Short problem:
Using the records below, copy out exactly the line that contains "Where can the lionfish striped" and every line that follows it, up to and including the last, and no others.

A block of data
#####
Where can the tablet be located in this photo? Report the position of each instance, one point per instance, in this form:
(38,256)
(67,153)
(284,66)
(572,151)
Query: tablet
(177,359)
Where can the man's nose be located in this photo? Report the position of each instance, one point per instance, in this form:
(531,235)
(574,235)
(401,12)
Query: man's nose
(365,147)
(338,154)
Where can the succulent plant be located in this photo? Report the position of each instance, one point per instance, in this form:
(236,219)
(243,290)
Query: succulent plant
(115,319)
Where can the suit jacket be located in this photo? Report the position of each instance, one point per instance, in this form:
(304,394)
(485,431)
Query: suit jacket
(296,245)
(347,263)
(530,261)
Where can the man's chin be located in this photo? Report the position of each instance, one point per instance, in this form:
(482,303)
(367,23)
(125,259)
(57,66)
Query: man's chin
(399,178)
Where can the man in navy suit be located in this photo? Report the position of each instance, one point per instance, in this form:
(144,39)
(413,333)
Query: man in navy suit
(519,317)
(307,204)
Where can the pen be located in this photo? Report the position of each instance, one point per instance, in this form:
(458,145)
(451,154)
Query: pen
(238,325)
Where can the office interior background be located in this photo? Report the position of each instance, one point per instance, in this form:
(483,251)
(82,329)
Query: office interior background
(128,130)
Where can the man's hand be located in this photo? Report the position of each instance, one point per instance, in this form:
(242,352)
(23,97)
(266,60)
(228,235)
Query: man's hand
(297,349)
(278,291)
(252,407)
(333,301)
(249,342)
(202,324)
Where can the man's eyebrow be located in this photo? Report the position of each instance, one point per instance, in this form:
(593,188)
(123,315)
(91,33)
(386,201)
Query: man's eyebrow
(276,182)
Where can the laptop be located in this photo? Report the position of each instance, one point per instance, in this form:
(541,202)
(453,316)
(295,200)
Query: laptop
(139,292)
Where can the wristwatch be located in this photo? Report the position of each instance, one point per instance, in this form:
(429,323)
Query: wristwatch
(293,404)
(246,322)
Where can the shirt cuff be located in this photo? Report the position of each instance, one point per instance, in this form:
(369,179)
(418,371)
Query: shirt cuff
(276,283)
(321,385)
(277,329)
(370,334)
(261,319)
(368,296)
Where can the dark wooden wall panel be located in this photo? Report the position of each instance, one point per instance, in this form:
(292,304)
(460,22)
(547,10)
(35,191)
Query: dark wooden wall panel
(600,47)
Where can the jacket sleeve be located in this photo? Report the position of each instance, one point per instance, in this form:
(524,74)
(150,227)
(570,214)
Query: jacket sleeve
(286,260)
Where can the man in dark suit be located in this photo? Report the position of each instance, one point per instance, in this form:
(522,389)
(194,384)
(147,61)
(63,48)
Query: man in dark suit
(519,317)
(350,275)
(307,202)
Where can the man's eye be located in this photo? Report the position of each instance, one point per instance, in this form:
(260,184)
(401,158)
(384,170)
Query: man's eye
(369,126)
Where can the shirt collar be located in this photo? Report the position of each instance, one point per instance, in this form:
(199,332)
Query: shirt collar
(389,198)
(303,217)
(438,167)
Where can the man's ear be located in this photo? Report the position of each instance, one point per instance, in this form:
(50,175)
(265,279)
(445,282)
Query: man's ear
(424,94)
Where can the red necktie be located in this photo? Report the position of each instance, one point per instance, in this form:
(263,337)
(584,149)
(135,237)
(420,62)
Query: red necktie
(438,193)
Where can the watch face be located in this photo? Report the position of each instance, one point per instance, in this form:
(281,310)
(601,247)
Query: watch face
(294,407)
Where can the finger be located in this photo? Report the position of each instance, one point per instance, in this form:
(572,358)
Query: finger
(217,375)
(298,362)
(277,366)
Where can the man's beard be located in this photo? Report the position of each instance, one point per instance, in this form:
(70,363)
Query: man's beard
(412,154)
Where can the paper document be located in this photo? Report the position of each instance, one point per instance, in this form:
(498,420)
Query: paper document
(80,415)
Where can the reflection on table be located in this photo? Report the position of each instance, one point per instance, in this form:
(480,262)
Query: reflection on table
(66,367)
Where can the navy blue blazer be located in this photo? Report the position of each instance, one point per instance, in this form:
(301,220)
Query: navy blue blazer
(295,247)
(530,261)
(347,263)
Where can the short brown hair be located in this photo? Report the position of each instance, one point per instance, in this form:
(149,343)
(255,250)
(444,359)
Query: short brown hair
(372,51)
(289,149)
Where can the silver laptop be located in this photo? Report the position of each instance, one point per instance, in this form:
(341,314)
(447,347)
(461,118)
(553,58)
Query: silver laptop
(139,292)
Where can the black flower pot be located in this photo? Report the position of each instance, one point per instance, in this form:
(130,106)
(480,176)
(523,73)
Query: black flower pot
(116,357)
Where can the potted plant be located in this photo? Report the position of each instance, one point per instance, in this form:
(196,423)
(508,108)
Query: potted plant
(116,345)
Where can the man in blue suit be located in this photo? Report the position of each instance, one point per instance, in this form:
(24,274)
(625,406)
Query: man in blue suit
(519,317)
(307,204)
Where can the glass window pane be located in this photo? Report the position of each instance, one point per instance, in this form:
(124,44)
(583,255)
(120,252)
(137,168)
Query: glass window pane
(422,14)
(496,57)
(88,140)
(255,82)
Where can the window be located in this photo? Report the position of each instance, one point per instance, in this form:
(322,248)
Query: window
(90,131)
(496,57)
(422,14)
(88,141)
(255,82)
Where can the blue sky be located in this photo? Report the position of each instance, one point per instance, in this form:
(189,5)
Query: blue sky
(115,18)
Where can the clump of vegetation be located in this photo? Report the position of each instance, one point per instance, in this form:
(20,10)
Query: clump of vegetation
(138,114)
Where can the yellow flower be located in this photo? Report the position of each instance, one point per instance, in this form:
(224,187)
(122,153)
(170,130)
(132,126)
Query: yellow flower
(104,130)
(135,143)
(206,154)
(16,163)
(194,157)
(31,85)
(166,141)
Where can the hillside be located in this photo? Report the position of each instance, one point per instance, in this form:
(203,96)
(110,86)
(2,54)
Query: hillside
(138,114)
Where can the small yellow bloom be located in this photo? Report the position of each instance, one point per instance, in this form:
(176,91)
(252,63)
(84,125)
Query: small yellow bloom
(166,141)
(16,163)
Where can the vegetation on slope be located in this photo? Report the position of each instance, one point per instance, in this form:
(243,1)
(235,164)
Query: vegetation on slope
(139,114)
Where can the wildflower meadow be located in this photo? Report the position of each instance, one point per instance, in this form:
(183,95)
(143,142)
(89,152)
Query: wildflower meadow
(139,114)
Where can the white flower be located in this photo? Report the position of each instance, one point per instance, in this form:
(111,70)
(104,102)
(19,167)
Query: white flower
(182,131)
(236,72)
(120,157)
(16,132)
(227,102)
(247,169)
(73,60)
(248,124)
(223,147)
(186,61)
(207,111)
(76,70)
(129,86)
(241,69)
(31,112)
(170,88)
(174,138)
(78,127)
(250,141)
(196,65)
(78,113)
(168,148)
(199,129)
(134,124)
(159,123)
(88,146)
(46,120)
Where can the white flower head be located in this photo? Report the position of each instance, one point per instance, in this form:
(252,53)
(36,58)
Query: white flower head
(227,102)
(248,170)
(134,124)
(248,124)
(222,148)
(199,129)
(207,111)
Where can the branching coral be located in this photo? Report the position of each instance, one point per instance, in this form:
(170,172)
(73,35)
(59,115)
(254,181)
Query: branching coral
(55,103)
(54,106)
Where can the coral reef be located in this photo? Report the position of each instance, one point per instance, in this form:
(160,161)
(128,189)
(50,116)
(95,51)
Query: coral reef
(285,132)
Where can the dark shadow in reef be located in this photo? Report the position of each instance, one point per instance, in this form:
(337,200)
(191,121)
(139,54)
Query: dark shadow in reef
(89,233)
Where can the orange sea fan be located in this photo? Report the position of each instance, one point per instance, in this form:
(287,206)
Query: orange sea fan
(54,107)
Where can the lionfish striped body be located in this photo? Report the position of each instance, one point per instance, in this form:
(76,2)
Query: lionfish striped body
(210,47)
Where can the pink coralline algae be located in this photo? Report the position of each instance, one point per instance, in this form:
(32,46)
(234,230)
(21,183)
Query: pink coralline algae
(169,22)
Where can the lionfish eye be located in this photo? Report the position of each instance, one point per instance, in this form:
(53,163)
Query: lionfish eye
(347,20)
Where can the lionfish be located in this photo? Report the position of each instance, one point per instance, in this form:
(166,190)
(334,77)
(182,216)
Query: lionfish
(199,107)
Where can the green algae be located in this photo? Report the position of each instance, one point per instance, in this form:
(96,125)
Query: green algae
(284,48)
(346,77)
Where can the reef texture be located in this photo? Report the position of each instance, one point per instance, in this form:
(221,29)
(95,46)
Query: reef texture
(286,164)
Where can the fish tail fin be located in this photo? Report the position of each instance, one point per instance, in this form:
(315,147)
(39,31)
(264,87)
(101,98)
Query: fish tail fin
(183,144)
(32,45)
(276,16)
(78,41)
#####
Complete answer:
Where can the lionfish striped body be located in this photo? Report the position of each instance, one point per instance, in this form:
(76,2)
Query: lionfish striped body
(210,47)
Where can the pink coralline algae be located in this photo? Report the position of each instance, one point per instance, in this form:
(32,46)
(234,230)
(21,183)
Query: pink coralline algae
(169,22)
Where can the lionfish eye be located in this photo? Report the position of each instance, one point per instance, in this form:
(53,163)
Query: lionfish eye
(347,20)
Where can the lionfish be located in this photo? Report the position of each instance, one point per instance, in this form:
(166,190)
(334,77)
(182,216)
Query: lionfish
(199,107)
Where can the green algae be located in this photo? Report the position of each instance, one point per instance, in this form:
(96,125)
Query: green algae
(284,48)
(346,77)
Where can the reef texture be located in this photo? Report the position of each instance, one point per instance, in this form:
(221,29)
(95,46)
Query: reef texture
(286,164)
Where can the fish tail fin be located in this photo? Report the position of each instance, one point per instance, in this form:
(315,147)
(39,31)
(264,87)
(101,98)
Query: fish tail fin
(183,144)
(32,45)
(276,16)
(78,41)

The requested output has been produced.